Submitting Count Matrices and Tier 1 Metadata to CELLxGENE Discover
File format
Data contributors wishing to submit datasets to HCA for integration into atlases are required to submit an AnnData file. AnnData files combine matrices and metadata into a single file, thus metadata should be captured on a per-cell basis.
An AnnData file has several components, including:
- uns (Dataset metadata), which describe the dataset as a whole
- X (Matrix layers), which describe the data required for different assays
- obs (Cell metadata), which describe each cell in the dataset
- obsm (Embeddings), which describe each embedding in the dataset
- obsp, which describe pairwise annotation of observations
- var and raw.var (Gene metadata), which describe each gene in the dataset
- varm, which describe multidimensional annotation of variables/features
- varp, which describe pairwise annotation of variables/features
File format specifications
-
Dataset-level metadata in uns:
- title
- study_pi
- batch_condition
- default_embedding
- comments
-
Data in .X and raw.X:
- raw counts are required
- normalized counts are strongly recommended
- raw counts should be in raw.X if normalized counts are in .X
- if there is no normalized matrix, raw counts should be in .X
-
Cell metadata in obs: Metadata fields are to be captured on a per-cell basis.
In addition to the HCA obs fields above, there are an additional three fields that are required for submission into CELLxGENE. These fields are not part of the HCA Tier 1 metadata fields.
• • • • • • •
**Exercise set:**
[1] According to the CELLxGENE submission text, where should raw counts be placed when normalized counts are in .X?
[2] Resume the text on submitting count matrices to CELLxGENE Discover, starting after its final sentence.

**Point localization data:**
• • • • • • •
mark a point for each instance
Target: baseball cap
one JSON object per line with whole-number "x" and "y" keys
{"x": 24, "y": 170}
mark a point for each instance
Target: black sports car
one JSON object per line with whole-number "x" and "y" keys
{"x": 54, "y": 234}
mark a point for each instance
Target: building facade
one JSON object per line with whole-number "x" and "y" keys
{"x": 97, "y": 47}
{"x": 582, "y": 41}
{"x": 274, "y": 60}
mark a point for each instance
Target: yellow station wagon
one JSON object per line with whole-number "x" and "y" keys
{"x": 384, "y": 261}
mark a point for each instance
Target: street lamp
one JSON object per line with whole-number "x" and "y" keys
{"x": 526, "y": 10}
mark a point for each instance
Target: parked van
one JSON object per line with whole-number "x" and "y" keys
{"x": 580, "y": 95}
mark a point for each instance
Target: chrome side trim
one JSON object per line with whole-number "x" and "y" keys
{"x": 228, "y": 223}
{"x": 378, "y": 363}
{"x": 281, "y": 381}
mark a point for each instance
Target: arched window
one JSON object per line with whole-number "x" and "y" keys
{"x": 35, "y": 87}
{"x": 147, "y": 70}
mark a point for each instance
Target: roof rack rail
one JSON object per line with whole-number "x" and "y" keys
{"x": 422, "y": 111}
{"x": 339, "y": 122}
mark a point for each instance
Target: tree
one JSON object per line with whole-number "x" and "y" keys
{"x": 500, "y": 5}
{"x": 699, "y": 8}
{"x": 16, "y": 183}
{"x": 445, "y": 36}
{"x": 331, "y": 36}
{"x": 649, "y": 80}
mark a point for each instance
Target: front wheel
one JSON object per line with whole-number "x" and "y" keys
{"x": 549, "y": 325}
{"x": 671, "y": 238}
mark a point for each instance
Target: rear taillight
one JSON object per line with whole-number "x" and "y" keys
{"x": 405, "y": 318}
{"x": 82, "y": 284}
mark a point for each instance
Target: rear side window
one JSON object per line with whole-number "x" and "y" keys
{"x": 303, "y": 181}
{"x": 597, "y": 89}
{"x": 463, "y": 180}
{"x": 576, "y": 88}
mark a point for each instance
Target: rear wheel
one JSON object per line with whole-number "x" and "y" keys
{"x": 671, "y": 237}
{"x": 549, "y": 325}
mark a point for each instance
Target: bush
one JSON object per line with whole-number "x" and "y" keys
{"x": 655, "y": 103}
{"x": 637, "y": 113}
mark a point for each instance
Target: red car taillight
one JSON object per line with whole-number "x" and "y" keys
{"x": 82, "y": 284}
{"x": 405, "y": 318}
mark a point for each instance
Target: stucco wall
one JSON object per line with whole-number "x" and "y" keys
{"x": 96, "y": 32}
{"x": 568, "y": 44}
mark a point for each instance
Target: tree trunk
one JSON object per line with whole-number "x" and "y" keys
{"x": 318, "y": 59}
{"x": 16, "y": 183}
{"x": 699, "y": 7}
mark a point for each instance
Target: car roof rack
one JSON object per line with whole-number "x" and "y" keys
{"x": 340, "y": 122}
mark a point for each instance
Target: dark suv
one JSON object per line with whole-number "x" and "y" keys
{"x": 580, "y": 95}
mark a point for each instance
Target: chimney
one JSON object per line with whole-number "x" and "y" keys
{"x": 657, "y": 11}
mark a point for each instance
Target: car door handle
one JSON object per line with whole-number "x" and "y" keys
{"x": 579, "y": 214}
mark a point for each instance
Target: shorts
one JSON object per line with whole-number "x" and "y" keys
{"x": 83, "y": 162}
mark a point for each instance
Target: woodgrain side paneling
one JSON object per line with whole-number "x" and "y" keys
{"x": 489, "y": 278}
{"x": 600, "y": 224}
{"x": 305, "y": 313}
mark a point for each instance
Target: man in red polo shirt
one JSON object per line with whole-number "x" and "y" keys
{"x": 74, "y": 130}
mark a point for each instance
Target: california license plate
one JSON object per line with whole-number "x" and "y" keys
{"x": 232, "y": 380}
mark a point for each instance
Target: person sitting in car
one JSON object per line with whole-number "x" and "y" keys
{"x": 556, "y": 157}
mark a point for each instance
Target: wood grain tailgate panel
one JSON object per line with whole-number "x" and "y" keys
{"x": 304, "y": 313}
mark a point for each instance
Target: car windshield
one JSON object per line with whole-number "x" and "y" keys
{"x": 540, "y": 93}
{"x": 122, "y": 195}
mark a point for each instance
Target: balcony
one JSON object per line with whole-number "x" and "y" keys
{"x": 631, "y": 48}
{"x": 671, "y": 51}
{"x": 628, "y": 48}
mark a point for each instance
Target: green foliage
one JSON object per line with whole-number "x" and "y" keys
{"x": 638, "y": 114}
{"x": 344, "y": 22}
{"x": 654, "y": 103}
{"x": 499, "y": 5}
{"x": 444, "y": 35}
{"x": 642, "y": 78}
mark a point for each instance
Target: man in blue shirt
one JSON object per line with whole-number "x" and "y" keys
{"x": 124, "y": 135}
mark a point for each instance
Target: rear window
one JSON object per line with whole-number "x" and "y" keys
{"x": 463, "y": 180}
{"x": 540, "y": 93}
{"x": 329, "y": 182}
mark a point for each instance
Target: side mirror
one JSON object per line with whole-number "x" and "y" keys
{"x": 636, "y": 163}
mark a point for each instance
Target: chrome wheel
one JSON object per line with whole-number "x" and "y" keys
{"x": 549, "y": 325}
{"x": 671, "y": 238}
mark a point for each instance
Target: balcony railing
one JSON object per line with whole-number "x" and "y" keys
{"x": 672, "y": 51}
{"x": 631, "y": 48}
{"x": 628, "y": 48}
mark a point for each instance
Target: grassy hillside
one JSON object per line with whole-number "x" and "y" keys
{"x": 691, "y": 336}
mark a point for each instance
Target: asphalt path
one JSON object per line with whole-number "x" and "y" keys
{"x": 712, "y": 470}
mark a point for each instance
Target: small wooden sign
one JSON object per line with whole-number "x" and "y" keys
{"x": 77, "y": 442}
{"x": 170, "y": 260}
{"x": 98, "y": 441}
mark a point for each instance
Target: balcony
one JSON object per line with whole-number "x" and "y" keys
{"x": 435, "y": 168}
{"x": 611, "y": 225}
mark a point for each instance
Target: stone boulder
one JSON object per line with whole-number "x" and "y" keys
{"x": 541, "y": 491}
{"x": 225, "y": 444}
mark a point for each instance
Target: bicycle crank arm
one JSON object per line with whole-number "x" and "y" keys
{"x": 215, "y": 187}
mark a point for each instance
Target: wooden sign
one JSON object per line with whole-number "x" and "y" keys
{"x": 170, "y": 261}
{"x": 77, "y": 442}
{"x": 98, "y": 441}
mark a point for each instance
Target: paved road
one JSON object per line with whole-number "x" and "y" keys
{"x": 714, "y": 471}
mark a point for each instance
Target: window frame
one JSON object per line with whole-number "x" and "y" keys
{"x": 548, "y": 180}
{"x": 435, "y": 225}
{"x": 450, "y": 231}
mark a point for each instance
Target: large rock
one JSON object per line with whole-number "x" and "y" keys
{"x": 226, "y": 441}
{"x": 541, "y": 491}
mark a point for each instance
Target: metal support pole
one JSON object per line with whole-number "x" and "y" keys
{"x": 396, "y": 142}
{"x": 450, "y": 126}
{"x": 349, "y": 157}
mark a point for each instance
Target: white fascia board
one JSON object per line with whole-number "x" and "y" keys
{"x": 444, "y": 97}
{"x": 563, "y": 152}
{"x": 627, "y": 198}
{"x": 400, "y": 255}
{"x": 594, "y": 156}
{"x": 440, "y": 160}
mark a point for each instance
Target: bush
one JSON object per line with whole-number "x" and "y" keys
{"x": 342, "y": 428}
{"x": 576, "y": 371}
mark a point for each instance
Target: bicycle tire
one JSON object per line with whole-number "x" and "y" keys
• • • • • • •
**Expected outputs:**
[1] In raw.X.

[2]
-
Embeddings in obsm:
- One or more two-dimensional embeddings, prefixed with 'X_'
-
Features in var & raw.var (if present):
- index is Ensembl ID
- preference is that gene have not been filtered in order to maximise future data integration efforts
Tier 1 metadata fields
Tier 1 metadata fields provide the foundational information used to build tissue and organ atlases. Specifically, the fields help to identify factors that can cause ‘batch effects’ that may arise when combining datasets into an atlas.
The full list of fields with detailed information on each field can be found here. Some fields are are mandatory (labelled ‘must’) whereas others are ‘recommended’.
Submission process
AnnData files will be stored and are accessible on CELLxGENE Discover. To submit files, please follow the process for submission:
-
Please reach out to the curation team at cellxgene@chanzuckerberg.com with an email containing the following information.
- Title
- Description
- Contact: name and email
- Publication/preprint DOI: The publication digital object identifier (DOI) for the protocol. If no pre-print nor publication exists, please write 'not applicable'.
- URLs: any additional URLs for related data or resources, such as GEO or protocols.io - can be added later
- Consortia (i.e. HCA)
-
The team confirms acceptance of your data.
-
You prepare your AnnData file and send the file to cellxgene@chanzuckerberg.com.
-
The team will upload your dataset to a private collection where you can review.
-
The team will make your dataset either: public or private. Private datasets need to be shared with the integration team for inclusion in the integrated object.